(Photo-based referring expression data)
━━━━

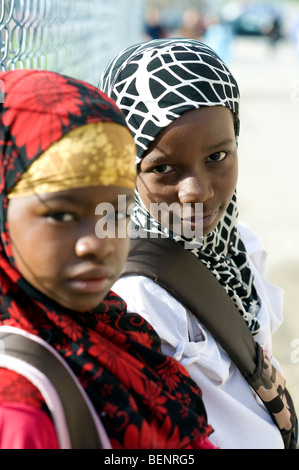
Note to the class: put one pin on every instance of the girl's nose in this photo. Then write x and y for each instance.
(91, 245)
(195, 189)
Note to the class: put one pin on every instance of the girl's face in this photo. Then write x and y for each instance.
(64, 249)
(193, 160)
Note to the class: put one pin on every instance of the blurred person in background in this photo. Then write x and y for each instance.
(192, 26)
(154, 28)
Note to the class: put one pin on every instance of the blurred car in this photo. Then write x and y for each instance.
(259, 20)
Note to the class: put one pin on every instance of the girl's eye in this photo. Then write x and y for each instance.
(162, 169)
(120, 216)
(61, 216)
(217, 156)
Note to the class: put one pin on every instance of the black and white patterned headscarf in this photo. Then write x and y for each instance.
(154, 83)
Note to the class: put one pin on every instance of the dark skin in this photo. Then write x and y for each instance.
(193, 160)
(57, 250)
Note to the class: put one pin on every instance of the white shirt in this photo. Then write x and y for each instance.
(238, 417)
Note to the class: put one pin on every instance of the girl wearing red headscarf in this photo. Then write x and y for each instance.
(65, 150)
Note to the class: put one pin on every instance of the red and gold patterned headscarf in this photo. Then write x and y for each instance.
(144, 399)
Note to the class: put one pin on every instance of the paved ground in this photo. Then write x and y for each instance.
(269, 175)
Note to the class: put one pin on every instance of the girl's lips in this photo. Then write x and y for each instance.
(200, 222)
(91, 281)
(90, 285)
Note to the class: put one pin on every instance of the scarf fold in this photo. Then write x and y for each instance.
(144, 399)
(154, 83)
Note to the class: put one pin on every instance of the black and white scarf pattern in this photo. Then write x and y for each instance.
(154, 83)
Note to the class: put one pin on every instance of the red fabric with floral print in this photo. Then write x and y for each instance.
(144, 398)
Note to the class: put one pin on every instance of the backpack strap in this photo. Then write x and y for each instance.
(189, 281)
(84, 427)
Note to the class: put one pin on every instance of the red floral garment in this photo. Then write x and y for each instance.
(144, 399)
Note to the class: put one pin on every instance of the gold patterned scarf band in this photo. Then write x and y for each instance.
(96, 154)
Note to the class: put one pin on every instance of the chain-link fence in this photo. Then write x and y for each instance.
(74, 37)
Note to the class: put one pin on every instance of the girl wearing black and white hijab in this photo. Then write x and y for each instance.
(182, 105)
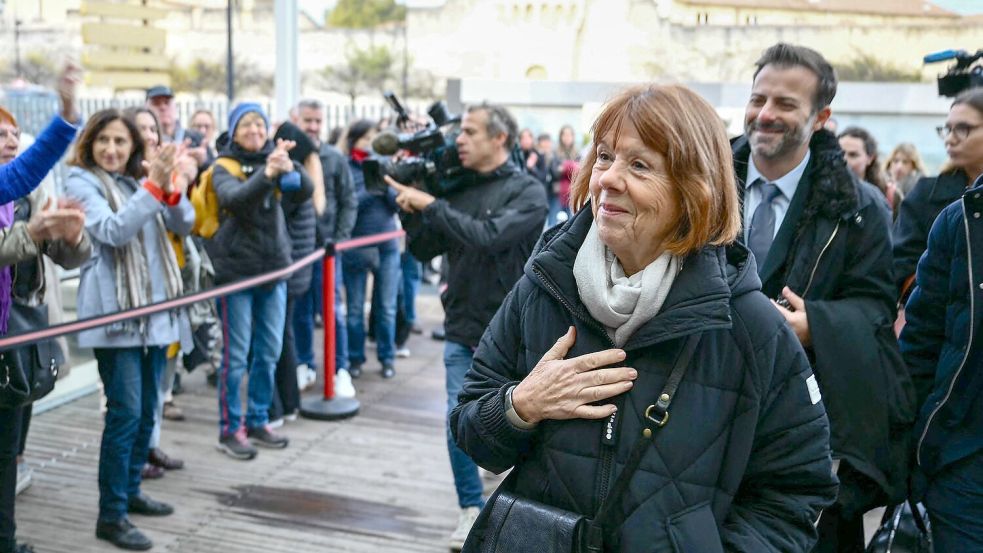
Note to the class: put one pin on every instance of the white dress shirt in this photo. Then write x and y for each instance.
(788, 184)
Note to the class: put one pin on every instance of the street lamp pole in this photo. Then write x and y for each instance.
(17, 24)
(230, 89)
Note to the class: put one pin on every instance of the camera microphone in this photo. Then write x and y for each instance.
(385, 143)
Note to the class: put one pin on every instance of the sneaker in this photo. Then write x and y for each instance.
(343, 384)
(388, 371)
(25, 476)
(237, 446)
(264, 436)
(123, 535)
(464, 523)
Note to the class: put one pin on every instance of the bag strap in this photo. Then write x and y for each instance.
(656, 416)
(916, 514)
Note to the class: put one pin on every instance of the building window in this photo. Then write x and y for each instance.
(536, 73)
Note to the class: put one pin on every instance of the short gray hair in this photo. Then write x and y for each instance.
(310, 103)
(499, 121)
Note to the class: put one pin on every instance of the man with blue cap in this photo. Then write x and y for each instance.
(255, 185)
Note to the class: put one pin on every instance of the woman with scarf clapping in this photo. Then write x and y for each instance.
(132, 265)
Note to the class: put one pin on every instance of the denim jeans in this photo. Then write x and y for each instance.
(954, 499)
(383, 262)
(457, 360)
(310, 303)
(253, 322)
(411, 285)
(130, 378)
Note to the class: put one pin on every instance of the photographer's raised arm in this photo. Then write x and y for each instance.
(522, 214)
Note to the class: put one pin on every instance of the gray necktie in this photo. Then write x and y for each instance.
(762, 231)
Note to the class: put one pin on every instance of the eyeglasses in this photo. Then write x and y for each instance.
(960, 130)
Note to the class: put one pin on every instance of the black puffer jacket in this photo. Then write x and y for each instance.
(834, 250)
(252, 237)
(487, 228)
(302, 229)
(744, 462)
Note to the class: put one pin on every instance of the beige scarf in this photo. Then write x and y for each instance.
(133, 278)
(619, 302)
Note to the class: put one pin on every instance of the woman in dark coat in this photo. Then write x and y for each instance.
(964, 145)
(646, 270)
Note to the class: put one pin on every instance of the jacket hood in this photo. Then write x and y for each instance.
(699, 299)
(835, 192)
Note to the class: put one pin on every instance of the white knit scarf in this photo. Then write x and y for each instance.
(621, 303)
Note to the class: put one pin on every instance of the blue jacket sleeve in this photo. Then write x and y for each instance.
(22, 175)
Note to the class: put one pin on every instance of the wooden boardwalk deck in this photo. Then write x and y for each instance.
(380, 482)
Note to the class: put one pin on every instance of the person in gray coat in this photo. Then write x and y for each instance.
(132, 264)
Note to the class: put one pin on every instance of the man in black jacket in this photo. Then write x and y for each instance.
(823, 247)
(487, 228)
(334, 224)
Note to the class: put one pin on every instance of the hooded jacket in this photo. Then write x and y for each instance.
(834, 250)
(743, 463)
(252, 237)
(939, 343)
(487, 229)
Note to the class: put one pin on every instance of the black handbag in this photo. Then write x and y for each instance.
(903, 529)
(28, 373)
(519, 525)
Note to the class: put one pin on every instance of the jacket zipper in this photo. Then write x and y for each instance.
(812, 276)
(607, 447)
(962, 365)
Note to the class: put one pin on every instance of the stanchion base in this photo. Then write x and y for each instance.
(321, 409)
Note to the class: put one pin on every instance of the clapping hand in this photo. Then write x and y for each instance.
(64, 220)
(278, 162)
(159, 170)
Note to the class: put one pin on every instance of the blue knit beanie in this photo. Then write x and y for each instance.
(242, 109)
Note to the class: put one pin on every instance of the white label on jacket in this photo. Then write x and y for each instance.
(813, 386)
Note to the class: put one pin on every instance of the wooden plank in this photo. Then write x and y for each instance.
(127, 79)
(121, 11)
(378, 483)
(113, 34)
(101, 59)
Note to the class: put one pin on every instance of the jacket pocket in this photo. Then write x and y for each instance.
(694, 531)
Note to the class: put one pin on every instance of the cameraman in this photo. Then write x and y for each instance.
(487, 229)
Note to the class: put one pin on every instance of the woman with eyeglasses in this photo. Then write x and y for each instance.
(963, 138)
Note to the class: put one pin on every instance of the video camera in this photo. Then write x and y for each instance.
(964, 75)
(432, 164)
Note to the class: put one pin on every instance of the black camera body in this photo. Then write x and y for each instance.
(965, 74)
(433, 163)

━━━━

_Goal of the exercise_
Without including any picture, retype the entries exactly.

_Exercise solution_
Note to the class: put one pin on every instance of the girl's nose in this photo. Then write x and y for each instance.
(91, 245)
(195, 189)
Note to the class: put one pin on every instance of the girl's face in this photo. Then write x and y for each instance.
(64, 249)
(193, 160)
Note to the class: put one pin on every instance of the blurred person in background in this photo. Then write x and y for each instance.
(192, 26)
(154, 28)
Note to the class: put one pin on every instance of the blurred car in this photo. Then write x and y for each instance.
(259, 20)
Note to the class: put one pin on every instance of the girl's eye in this photo. Then write x and y for each instance.
(162, 169)
(120, 216)
(61, 216)
(217, 156)
Note to the class: put one pin on every instance of the black and white patterned headscarf in this photo. Then write x and y for each instance.
(154, 83)
Note to the class: put one pin on every instance of the dark skin in this photo. Then write x and y for each instance.
(193, 160)
(57, 250)
Note to the class: put one pin on every instance of the white shirt in this photo. Then write x and y for each instance.
(238, 417)
Note to the class: put one pin on every instance of the girl wearing red headscarf in this photo. Then write x and y for each instance.
(65, 150)
Note to the class: put one pin on every instance of the red and gold patterned headscarf in this photo. Then write x and y for each instance.
(144, 399)
Note to the class: put one pin on every instance of the paved ground in this photo. Then write x and y for each instance.
(269, 175)
Note to the class: put one pin on every instance of the girl's lips in this photo. Then write x and y for each instance.
(200, 222)
(91, 281)
(90, 285)
Note to the class: put one pin on every instance of the scarf fold in this photo. Then write x and y for each instance.
(144, 399)
(154, 83)
Note to the class: put one pin on every instance of the black and white scarf pattern in this photo. Then write x and y for each instance.
(154, 83)
Note to the class: put one pin on every instance of the red fabric with floral print in this photo. Then write x and y for each instance.
(144, 398)
Note to the class: put one pin on every instance of the backpack strap in this photo. Then write x and y for each instance.
(189, 281)
(84, 427)
Note to the class: put one pin on every instance of the red floral garment in this photo. Then write x and y for each instance.
(144, 399)
Note to the class: put one pin on every instance of the gold patterned scarf band in this photo. Then write x and y for each instance.
(96, 154)
Note to the class: put one pin on every instance of the chain-link fence in this photo. Then write x and y for each instance.
(74, 37)
Note to the class: put one pin on every instance of the girl wearing black and white hijab in this photo. Then write x and y for each instance.
(182, 105)
Note to the class: put one pin on every instance of the white dress shirt in this photo. Then write x and y for each instance.
(788, 184)
Note to the class: put one pin on every instance of the street lamp pole in this photo. Then write x and y for each instance.
(17, 24)
(230, 89)
Note to the class: put one pin on every instance of the camera microphone in this photo. Then write x and y for each instance.
(385, 143)
Note to the class: put one pin on every instance of the sneaker in this photo. Then write x and y for each instance.
(343, 384)
(388, 371)
(25, 476)
(237, 446)
(264, 436)
(123, 535)
(464, 523)
Note to the class: put one pin on every instance of the bag strap in this photo. Then write x and y for each instance.
(656, 416)
(916, 514)
Note to the class: put one pin on every instance of the building window in this photo. Then write x and y for each instance.
(536, 73)
Note to the class: put one pin on every instance of the short gray hair in this photo. Then write x and y for each instance.
(310, 103)
(499, 121)
Note to the class: put one pin on every instance of the man with blue cap in this photo. Then write x and y for each instance.
(255, 185)
Note to the class: put one pin on every instance of the woman with scarf clapping in this photo. Then write x and y for each instance.
(132, 265)
Note to the class: put one pin on every instance of the denim jeans in this photo. Then write x and y for each instance.
(954, 499)
(383, 262)
(457, 360)
(310, 303)
(253, 322)
(411, 285)
(130, 378)
Note to the class: put one pin on every instance of the photographer's raised arm in this photo. Then write x and y for each instance.
(522, 214)
Note to the class: put one pin on every instance of the gray necktie in this photo. Then write x and y for each instance.
(762, 231)
Note to the class: put one pin on every instance of the eyeglasses in this photo. Then write x and y for each instance.
(960, 130)
Note to the class: put one pin on every instance of the black puffer jacket in this photo. Then write x and y for each instance.
(834, 250)
(252, 237)
(487, 228)
(302, 229)
(744, 462)
Note to the class: put one pin on every instance of the beige scarf in this photo. Then write x and y for each instance.
(133, 278)
(619, 302)
Note to the class: put one pin on every instance of the woman in dark coat in this photo. Then write x and y for each instance.
(964, 145)
(646, 270)
Note to the class: put one pin on every instance of the jacket hood in this photo. Then write x and y for each instance.
(699, 299)
(835, 192)
Note to the class: put one pin on every instance of the white knit scarf in this photo. Then write x and y for each instance.
(621, 303)
Note to the class: put one pin on every instance of the blue jacket sleeve in this photo. Then write x and y for each instance.
(22, 175)
Note to the class: put one pin on every instance of the wooden boardwalk deck in this photo. Then write x and y for each instance.
(380, 482)
Note to the class: put one pin on every instance of the person in gray coat in this photo. Then write x and y for each instance.
(132, 264)
Note to the class: put one pin on every instance of the man in black jacket in this photo. Then write x and y for each instance.
(823, 247)
(487, 228)
(334, 224)
Note to the class: put one pin on every instance of the hooded jacket in this photo. Then write x and y for each instance.
(834, 250)
(743, 463)
(252, 237)
(939, 343)
(487, 229)
Note to the class: put one pin on every instance of the black handbag in this photo. Then write x and y for each instance.
(903, 529)
(28, 373)
(519, 525)
Note to the class: put one pin on every instance of the jacket zipper in this photo. Then write x and y for each instance.
(812, 276)
(607, 447)
(962, 365)
Note to the class: put one pin on every instance of the stanchion base in this photo. Then write x and y for each instance.
(321, 409)
Note to the class: put one pin on every instance of the clapping hand in this photo. Then write x and y for each instance.
(64, 220)
(278, 162)
(159, 170)
Note to the class: put one pin on every instance of the blue knit beanie in this photo. Then write x and y for each instance.
(242, 109)
Note to the class: put one pin on every instance of the white label on jacket in this photo. Then write x and y for each instance.
(813, 386)
Note to the class: put one pin on every instance of the wooden plank in this photo. Then write x and y for each instance.
(127, 79)
(121, 11)
(378, 483)
(113, 34)
(101, 59)
Note to the class: put one pin on every instance of the jacket pocket in this photo. Then write x and y for each instance.
(694, 531)
Note to the class: put one pin on every instance of the cameraman in this photo. Then write x and y for each instance.
(487, 229)
Note to the class: put one pin on every instance of the woman with eyeglasses in this photo. Then write x and y for each instance.
(963, 138)
Note to the class: put one pin on every instance of the video camera in this photo. Then write x and y for each instance.
(964, 75)
(432, 164)
Note to the class: put one pin on every instance of the black camera body in this photo. Then write x and y for each instance.
(965, 74)
(433, 163)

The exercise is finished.